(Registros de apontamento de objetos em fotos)
########

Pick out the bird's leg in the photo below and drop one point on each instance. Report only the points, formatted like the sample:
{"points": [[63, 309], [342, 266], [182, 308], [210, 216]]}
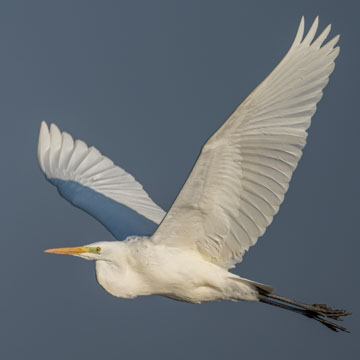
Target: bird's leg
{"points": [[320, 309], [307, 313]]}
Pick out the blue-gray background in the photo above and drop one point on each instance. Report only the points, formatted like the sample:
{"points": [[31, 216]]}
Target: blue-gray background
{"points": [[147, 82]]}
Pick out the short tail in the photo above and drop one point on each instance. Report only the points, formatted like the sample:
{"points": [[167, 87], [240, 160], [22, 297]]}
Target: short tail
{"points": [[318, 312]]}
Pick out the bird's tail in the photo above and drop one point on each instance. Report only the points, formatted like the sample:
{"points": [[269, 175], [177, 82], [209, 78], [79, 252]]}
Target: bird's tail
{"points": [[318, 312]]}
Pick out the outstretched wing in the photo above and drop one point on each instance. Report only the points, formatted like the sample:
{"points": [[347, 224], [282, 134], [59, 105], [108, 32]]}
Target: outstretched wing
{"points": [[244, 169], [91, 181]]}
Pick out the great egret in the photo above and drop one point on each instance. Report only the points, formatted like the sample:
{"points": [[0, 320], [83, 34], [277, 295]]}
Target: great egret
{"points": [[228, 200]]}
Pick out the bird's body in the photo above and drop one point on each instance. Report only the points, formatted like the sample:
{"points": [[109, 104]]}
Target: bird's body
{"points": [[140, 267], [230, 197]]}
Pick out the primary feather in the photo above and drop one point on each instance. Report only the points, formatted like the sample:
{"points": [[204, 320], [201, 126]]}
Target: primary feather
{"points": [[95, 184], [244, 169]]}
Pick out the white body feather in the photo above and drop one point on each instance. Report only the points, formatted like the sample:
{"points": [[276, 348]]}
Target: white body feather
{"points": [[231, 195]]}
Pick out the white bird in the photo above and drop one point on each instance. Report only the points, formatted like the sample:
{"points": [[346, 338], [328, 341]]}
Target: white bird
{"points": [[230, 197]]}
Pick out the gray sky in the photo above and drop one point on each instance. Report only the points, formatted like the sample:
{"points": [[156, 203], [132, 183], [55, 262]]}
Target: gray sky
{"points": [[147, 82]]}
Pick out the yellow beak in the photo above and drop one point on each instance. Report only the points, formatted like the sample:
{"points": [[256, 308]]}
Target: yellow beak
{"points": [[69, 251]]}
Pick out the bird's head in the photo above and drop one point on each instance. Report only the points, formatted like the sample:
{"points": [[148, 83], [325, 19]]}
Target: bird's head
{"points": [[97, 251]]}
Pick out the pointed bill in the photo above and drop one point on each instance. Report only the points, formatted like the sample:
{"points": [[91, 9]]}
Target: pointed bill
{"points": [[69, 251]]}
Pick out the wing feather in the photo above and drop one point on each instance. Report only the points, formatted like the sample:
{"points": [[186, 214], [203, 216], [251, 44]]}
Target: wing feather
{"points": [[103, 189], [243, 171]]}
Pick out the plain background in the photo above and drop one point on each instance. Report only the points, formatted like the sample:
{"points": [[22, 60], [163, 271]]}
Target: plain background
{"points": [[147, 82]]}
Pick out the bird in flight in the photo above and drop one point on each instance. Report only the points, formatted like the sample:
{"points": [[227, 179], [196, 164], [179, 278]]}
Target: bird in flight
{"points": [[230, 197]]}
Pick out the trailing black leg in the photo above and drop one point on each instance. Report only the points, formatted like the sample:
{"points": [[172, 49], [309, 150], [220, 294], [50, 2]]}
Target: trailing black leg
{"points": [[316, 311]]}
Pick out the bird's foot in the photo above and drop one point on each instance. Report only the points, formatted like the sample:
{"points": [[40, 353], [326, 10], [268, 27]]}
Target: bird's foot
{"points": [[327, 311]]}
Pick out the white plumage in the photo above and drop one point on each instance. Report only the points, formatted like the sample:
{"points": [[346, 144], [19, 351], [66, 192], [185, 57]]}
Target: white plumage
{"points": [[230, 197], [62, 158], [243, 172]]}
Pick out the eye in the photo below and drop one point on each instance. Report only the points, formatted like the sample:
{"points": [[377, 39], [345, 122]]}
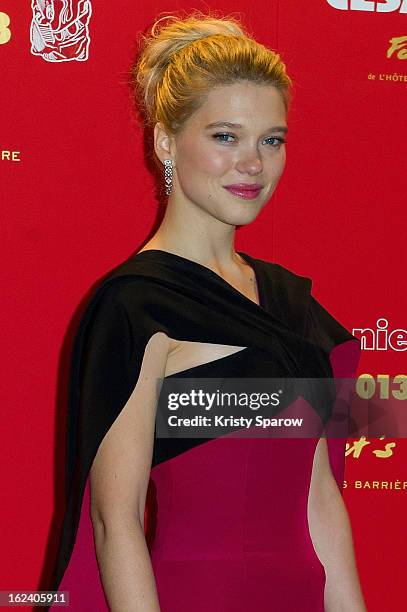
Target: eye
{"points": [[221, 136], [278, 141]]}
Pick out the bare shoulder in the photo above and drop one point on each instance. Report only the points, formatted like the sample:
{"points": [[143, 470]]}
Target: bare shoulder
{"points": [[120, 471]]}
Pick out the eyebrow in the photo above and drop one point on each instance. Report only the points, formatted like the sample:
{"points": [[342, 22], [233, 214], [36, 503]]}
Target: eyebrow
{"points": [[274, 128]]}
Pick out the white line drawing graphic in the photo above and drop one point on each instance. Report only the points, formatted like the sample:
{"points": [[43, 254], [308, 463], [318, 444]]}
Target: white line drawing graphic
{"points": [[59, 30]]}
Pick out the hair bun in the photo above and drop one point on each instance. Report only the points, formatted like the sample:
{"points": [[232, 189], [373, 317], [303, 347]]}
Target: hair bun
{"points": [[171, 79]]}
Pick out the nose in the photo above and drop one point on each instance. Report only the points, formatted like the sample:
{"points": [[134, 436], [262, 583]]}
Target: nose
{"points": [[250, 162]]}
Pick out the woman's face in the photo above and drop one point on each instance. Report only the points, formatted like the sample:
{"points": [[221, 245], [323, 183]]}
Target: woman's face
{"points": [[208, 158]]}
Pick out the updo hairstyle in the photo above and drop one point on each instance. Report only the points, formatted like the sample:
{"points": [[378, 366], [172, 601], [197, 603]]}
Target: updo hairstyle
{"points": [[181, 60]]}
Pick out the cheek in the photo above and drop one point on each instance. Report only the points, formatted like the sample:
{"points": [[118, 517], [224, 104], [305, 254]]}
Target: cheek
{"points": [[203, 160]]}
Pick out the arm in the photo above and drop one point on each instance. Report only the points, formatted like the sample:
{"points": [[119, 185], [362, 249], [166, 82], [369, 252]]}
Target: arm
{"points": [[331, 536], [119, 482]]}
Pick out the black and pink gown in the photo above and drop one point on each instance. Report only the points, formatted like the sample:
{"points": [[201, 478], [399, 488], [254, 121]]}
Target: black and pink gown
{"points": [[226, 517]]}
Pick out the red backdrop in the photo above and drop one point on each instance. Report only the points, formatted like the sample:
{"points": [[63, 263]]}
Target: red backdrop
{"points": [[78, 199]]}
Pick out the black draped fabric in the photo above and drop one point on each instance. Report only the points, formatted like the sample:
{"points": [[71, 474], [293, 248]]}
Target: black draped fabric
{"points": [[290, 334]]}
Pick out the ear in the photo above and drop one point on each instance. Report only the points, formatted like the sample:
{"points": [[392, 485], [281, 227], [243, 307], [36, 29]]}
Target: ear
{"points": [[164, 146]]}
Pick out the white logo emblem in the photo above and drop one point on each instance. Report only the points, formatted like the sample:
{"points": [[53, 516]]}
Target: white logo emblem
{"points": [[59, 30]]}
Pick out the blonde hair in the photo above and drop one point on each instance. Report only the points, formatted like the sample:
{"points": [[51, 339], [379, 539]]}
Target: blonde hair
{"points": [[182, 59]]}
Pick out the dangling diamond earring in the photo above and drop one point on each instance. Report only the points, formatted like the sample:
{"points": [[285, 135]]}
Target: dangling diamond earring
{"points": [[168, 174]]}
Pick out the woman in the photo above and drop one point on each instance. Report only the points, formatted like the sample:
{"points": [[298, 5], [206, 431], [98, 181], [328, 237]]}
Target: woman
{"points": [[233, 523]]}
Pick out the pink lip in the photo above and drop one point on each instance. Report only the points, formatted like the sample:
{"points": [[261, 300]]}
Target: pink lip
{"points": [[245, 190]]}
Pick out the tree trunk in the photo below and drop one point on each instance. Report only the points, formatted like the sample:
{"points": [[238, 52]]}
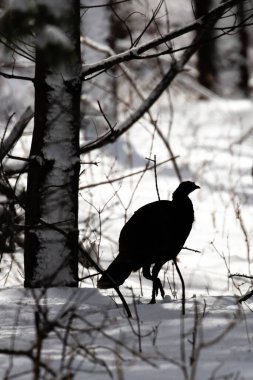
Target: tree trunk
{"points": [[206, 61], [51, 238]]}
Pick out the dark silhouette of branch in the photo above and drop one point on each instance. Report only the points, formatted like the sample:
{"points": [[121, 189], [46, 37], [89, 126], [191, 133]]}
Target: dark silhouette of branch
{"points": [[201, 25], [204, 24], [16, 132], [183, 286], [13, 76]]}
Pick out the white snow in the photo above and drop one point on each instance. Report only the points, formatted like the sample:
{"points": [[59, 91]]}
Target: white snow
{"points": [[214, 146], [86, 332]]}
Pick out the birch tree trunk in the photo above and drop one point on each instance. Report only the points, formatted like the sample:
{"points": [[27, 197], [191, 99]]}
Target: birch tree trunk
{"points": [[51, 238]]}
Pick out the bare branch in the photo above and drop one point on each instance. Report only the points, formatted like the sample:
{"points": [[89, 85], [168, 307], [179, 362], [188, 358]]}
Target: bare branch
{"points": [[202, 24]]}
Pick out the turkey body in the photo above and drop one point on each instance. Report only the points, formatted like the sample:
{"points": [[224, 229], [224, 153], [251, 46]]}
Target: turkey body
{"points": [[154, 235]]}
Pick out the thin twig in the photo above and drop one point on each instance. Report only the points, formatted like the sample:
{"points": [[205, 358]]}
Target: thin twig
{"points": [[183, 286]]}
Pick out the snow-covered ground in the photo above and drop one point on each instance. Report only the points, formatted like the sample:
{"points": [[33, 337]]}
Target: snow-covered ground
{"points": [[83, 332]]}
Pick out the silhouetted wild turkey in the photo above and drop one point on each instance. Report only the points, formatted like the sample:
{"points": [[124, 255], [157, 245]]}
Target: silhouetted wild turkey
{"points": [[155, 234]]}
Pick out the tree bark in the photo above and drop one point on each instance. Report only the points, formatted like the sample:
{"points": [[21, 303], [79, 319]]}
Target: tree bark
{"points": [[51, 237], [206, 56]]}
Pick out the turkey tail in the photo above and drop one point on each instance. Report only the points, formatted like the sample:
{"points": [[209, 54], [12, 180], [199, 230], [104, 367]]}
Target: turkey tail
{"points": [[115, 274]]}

########

> _Objetivo da tarefa_: Transforme em uma lista numerada o trecho que começa na linha que contém "Pick out the turkey body" e termina na última linha, com as duas pontas incluídas. Deixe de fora as linhas em branco.

> _Resposta completa_:
1. Pick out the turkey body in the photo above and drop one point on each instance. Report only the points, formatted like the sample:
2. {"points": [[224, 229], [224, 153], [251, 46]]}
3. Target: turkey body
4. {"points": [[154, 235]]}
5. Pick out the thin twig in the photo above and drop one point on each instance. Report only the points, formatted like the sample:
6. {"points": [[205, 358]]}
7. Target: thin twig
8. {"points": [[183, 286]]}
9. Pick out the snow-covered ground in the photo above and drop one point on each instance. Report only the points, formatted like the sample:
10. {"points": [[33, 337]]}
11. Target: snow-covered ground
12. {"points": [[83, 332]]}
13. Pick out the silhouetted wild turkey in the photo above and drop one point on each instance. Report only the points, formatted like the sample:
14. {"points": [[124, 255], [157, 245]]}
15. Target: silhouetted wild turkey
16. {"points": [[155, 234]]}
17. Pick out the tree bark in the photo above and drop one point on each instance. Report only the points, formatted like the sample:
18. {"points": [[21, 303], [79, 319]]}
19. Target: tree bark
20. {"points": [[51, 237], [206, 56]]}
21. Pick out the turkey tail in the photo above and drop one point on each instance. Report only the points, formatted like the sample:
22. {"points": [[209, 54], [12, 180], [199, 230], [104, 367]]}
23. Target: turkey tail
24. {"points": [[115, 274]]}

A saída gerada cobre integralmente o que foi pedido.